▸ **Given task**: Return each line of the data below verbatim; pictures are to be left out.

▸ **Data in this exercise**:
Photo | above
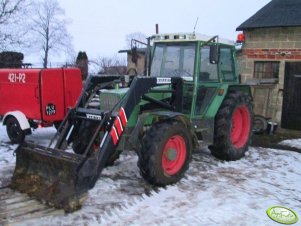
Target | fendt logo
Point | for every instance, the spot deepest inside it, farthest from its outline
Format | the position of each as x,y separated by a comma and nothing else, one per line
163,80
95,117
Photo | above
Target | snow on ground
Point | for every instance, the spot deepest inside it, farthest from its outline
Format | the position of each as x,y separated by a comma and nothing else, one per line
296,143
212,193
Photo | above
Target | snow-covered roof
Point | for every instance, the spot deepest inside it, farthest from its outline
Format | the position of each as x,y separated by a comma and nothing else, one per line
277,13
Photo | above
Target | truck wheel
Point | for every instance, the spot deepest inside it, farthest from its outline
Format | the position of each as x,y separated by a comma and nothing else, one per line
165,153
14,131
233,127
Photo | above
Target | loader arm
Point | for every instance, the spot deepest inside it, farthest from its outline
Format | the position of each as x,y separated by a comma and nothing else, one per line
62,178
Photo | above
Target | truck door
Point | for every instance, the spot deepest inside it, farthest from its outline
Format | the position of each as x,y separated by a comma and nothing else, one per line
52,95
72,86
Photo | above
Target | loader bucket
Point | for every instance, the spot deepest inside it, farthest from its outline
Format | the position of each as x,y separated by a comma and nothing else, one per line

▸ **Exercise answer**:
Photo | above
Target | fendt logo
Point | for every instance, the spot deepest inside it, farthest from its outline
Format | the position of each as x,y separated by a comma and nothing else, one per line
163,80
95,117
Photo | above
Target | snow on ground
Point | for every instance, the spot deepest inside it, farthest from its outline
Format | the position of each as x,y separated by a comma and nothing else, one per line
296,143
212,193
Photo | above
Target | snow-covered roof
Point | for every instance, the spot deepest inside it, farthest from its outline
Format | the position of each as x,y separated by a comma and nothing else, one per line
277,13
Photo | above
Target | truck wheel
Point | for every instance, the spot deepest inside it, farthest from its outline
Format | the position of each as x,y separated by a comma and nothing else, one per line
165,153
14,131
233,127
Photo | above
Target | loader arm
Point | for every instance, the spot deepest inside it, farthest from its outline
Format | the position of each as x,y separated by a comma and nothing else, one per line
62,178
Photo | above
Target | truck door
Point | for every instance, the spot deepest inside it, farthest from its outline
Format | the position of each as x,y separated by a comma and nothing else, one per line
52,95
72,86
Photo | above
Target | loader bucket
Point | for every instance, the spot deepest inside it, farthest from its outline
Format | the position of each as x,y separated by a comma and nothing else, one per line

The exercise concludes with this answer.